• _Problem to work on_: Return exactly the span of lines that opens with the line containing "Check that each instance of the knife in" and closes with the last line of the data, inclusive.

BEGIN Material provided

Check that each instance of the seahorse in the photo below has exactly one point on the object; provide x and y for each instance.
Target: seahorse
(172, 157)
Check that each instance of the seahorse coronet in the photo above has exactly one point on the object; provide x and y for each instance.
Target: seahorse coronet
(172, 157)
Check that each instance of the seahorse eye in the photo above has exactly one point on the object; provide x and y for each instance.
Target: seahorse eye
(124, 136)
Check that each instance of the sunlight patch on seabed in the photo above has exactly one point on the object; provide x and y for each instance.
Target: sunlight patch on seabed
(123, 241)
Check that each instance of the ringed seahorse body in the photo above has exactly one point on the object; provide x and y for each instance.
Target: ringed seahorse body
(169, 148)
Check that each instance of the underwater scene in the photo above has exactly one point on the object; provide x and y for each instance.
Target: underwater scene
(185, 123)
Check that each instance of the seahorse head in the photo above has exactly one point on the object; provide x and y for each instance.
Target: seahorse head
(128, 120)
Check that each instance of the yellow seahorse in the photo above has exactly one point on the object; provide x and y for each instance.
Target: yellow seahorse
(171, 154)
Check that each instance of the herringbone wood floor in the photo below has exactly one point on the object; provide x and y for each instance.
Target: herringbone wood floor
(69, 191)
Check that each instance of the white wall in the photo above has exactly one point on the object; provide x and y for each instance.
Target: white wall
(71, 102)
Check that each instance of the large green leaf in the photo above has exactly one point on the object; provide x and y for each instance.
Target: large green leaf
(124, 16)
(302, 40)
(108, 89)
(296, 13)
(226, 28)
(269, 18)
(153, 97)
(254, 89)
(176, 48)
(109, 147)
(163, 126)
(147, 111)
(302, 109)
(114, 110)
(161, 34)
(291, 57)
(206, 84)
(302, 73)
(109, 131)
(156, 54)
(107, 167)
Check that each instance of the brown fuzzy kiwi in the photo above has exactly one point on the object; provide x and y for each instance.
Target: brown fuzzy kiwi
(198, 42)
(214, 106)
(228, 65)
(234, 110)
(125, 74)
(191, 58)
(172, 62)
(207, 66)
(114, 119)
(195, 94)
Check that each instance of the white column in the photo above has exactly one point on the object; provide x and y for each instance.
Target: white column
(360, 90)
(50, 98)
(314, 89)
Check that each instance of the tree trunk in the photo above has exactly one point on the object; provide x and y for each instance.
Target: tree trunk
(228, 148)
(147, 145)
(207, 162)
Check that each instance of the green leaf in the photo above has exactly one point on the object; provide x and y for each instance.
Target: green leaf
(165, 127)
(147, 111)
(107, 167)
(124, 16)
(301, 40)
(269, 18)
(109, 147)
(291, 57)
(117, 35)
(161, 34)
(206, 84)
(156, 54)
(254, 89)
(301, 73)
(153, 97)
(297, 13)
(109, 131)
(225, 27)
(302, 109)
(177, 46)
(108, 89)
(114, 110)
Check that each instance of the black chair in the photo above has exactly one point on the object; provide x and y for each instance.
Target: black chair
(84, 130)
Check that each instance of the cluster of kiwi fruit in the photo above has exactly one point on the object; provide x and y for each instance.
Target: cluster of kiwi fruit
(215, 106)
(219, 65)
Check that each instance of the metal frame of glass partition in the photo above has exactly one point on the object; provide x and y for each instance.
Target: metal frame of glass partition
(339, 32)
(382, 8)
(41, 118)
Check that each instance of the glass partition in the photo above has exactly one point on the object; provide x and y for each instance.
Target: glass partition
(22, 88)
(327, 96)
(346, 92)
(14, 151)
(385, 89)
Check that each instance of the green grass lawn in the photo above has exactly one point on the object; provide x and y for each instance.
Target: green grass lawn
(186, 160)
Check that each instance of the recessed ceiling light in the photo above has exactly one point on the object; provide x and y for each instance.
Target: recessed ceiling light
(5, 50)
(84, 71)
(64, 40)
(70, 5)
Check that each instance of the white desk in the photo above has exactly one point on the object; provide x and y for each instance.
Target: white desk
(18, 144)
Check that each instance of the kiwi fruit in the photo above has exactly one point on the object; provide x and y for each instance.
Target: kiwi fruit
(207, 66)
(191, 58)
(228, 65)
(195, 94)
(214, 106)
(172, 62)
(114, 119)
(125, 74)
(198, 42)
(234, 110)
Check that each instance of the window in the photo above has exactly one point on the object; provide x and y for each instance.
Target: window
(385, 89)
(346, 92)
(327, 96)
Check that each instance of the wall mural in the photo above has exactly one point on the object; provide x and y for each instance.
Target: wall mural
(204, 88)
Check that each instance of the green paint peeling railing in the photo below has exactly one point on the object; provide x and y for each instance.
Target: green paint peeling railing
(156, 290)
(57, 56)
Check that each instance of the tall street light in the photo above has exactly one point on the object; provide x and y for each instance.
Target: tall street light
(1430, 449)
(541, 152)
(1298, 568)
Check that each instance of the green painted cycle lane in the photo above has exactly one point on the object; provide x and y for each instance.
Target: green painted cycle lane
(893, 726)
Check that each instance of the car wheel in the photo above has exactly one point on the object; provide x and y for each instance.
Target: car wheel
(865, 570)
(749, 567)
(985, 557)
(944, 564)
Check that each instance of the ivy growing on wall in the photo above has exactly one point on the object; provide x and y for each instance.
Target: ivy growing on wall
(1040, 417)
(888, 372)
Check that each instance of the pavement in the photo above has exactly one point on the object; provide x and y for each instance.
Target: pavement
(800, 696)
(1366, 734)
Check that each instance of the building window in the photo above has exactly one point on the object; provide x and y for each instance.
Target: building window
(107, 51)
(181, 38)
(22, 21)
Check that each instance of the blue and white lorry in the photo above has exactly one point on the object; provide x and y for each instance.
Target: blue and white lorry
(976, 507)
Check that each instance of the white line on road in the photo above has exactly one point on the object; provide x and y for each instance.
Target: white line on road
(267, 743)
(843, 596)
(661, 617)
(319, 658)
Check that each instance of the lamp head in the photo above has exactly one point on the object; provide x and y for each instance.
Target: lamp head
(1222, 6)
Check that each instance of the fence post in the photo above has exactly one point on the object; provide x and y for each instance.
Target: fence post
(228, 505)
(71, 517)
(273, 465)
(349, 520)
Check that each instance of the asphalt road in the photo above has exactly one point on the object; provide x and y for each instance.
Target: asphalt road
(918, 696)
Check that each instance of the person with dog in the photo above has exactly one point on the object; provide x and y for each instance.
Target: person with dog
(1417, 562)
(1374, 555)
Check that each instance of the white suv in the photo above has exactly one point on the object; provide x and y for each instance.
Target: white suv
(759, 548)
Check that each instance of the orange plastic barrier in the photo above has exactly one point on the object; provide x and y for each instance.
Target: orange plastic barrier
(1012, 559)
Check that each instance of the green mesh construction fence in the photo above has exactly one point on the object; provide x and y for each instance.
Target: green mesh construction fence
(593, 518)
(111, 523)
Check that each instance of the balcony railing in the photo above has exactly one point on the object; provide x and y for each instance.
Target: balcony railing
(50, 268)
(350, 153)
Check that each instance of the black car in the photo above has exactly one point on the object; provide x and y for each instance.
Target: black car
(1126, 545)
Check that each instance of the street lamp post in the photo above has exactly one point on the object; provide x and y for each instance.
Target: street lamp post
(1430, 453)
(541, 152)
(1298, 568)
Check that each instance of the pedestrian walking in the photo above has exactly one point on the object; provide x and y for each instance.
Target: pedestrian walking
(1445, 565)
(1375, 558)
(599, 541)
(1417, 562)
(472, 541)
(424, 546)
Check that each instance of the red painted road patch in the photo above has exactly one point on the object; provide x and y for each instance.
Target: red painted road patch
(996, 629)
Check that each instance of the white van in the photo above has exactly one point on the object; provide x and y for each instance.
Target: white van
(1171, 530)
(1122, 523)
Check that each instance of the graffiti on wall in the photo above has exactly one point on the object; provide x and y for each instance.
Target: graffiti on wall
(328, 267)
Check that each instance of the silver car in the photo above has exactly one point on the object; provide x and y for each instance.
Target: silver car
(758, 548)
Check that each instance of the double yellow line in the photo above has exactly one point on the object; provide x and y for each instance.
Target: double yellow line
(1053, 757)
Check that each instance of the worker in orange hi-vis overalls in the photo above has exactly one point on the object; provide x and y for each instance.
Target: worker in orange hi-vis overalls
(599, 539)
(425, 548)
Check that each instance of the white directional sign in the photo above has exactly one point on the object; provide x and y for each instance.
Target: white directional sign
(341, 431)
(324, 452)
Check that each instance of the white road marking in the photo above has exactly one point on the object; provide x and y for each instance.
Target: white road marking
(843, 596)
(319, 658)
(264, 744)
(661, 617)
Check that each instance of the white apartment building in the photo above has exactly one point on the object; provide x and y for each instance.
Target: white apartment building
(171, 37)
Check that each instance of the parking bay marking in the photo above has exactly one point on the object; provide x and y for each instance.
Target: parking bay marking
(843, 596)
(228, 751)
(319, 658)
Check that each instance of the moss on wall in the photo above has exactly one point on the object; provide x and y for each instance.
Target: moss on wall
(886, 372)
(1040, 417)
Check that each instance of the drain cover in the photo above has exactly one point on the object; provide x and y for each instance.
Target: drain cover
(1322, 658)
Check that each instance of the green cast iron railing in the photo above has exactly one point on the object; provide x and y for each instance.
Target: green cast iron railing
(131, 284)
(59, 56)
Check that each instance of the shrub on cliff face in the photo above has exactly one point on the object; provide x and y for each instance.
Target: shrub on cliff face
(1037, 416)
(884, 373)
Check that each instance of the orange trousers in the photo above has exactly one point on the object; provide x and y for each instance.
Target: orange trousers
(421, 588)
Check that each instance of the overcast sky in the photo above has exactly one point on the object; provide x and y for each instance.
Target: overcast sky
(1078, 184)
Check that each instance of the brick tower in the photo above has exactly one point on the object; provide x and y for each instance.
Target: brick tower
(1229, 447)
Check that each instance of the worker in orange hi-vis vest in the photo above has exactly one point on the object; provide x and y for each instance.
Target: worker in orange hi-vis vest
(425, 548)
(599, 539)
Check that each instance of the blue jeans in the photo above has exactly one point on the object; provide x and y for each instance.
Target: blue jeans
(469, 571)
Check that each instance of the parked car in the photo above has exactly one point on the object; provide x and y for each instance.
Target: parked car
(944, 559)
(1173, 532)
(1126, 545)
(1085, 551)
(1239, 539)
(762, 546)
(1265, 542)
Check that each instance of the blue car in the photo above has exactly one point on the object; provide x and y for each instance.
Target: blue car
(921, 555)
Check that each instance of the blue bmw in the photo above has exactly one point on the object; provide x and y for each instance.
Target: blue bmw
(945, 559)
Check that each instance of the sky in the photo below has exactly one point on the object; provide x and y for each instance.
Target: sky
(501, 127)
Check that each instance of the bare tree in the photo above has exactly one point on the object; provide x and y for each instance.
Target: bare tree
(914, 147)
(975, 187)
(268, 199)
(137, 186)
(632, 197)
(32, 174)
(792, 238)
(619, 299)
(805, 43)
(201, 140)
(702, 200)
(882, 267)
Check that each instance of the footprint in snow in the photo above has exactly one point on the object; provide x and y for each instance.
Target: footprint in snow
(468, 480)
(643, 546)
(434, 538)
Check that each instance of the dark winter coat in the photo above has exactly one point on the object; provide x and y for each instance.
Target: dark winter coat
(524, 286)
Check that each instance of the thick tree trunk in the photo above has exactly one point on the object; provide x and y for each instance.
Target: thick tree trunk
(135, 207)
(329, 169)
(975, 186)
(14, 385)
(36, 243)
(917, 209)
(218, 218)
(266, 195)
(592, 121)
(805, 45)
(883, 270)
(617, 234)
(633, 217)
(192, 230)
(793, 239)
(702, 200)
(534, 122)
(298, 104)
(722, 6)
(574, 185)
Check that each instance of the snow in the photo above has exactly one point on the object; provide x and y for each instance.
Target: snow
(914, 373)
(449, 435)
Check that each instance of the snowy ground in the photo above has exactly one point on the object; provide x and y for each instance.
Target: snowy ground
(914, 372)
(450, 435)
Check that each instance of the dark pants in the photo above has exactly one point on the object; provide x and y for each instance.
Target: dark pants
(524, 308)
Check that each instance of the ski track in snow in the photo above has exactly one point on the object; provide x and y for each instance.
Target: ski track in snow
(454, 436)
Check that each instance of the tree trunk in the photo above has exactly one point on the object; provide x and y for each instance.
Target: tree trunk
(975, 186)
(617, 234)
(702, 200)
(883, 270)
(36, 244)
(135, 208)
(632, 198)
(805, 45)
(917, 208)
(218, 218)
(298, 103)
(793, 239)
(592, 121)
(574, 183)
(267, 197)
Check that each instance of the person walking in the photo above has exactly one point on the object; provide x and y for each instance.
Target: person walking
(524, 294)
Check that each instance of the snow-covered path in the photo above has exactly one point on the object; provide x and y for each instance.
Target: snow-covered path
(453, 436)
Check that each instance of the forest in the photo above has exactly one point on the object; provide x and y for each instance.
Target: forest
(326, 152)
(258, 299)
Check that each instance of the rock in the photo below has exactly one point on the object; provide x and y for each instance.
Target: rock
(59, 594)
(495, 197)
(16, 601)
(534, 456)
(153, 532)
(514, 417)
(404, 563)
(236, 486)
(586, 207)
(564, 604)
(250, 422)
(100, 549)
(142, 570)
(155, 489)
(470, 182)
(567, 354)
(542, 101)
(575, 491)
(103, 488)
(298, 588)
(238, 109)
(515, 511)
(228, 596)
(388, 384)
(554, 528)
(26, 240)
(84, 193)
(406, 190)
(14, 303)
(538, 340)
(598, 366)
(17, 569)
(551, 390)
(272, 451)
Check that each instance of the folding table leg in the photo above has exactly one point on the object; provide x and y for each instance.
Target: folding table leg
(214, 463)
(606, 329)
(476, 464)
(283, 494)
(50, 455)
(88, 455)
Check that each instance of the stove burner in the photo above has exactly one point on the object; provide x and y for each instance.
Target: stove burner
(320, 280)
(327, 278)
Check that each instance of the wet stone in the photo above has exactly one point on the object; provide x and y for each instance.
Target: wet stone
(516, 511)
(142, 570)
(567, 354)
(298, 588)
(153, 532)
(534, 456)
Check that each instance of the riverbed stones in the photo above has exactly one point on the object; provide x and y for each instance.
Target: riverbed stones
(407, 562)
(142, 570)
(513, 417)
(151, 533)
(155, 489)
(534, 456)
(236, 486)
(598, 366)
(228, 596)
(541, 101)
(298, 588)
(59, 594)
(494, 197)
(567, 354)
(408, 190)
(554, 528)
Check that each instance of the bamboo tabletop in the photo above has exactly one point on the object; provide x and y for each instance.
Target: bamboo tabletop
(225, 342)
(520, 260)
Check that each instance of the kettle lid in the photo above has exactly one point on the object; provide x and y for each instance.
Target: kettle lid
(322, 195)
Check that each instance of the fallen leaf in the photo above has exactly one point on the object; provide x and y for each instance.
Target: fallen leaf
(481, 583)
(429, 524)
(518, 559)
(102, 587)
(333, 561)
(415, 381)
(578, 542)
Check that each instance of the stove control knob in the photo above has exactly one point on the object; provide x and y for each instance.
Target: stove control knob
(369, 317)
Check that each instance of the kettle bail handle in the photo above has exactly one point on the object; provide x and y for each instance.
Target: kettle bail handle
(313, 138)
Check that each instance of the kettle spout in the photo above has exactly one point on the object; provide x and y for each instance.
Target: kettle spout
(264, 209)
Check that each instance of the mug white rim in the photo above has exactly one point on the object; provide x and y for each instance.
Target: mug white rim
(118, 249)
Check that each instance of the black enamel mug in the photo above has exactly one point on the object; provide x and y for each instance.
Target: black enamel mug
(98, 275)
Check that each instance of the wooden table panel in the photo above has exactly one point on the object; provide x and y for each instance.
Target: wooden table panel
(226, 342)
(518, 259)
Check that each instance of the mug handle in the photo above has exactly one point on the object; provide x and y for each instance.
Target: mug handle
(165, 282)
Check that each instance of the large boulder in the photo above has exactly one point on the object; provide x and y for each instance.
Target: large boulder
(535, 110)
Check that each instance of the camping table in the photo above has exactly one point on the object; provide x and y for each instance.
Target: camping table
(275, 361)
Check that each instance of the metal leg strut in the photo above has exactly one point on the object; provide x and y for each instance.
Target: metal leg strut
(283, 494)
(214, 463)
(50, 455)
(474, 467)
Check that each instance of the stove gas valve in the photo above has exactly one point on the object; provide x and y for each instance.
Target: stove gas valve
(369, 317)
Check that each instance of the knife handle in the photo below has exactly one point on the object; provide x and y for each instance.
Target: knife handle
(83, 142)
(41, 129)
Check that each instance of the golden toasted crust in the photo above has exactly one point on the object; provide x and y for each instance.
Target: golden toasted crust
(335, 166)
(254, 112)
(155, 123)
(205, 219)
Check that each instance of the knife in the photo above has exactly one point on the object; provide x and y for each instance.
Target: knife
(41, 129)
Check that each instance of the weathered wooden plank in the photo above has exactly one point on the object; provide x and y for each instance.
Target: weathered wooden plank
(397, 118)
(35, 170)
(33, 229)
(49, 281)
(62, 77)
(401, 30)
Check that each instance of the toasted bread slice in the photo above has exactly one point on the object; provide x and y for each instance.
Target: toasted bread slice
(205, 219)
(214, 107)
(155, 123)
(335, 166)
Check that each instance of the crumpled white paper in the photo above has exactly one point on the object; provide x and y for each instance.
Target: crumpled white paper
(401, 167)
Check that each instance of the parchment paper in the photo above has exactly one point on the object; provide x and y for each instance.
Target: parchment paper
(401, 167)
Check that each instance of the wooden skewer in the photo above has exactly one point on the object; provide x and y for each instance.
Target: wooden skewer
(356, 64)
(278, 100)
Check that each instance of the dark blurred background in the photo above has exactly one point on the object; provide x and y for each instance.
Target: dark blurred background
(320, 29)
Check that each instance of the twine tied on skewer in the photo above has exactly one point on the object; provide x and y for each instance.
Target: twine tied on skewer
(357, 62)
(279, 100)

END Material provided

• _Written reply_:
Check that each instance of the knife in the photo above has exactly one point on the object; provide x and y for each instance.
Target: knife
(41, 129)
Check that each instance of the weathered wooden plank in the photo above has exactly one point on the object; provide x and y for each instance.
Target: weathered wooden plank
(397, 118)
(35, 170)
(33, 229)
(49, 281)
(62, 77)
(401, 30)
Check that each instance of the toasted bread slice in the photo above has exactly one point on the object; provide x and y for each instance.
Target: toasted bread slice
(205, 219)
(214, 107)
(155, 123)
(335, 166)
Check that each instance of the crumpled white paper in the photo above has exactly one point on the object; provide x and y for each instance.
Target: crumpled white paper
(401, 167)
Check that each instance of the parchment paper in the photo above has exactly one point on the object; provide x and y for each instance.
Target: parchment paper
(401, 167)
Check that each instance of the wooden skewer in the photo above has exactly one point on the object; provide x and y for each instance.
Target: wooden skewer
(356, 64)
(278, 100)
Check that each instance of the dark blurred background in the photo above has exactly one point on the object; provide x and y for each instance.
Target: dark blurred background
(320, 29)
Check that each instance of the twine tied on skewer in the photo above has exactly one point on the object; provide x and y for each instance.
Target: twine tied on skewer
(357, 62)
(279, 100)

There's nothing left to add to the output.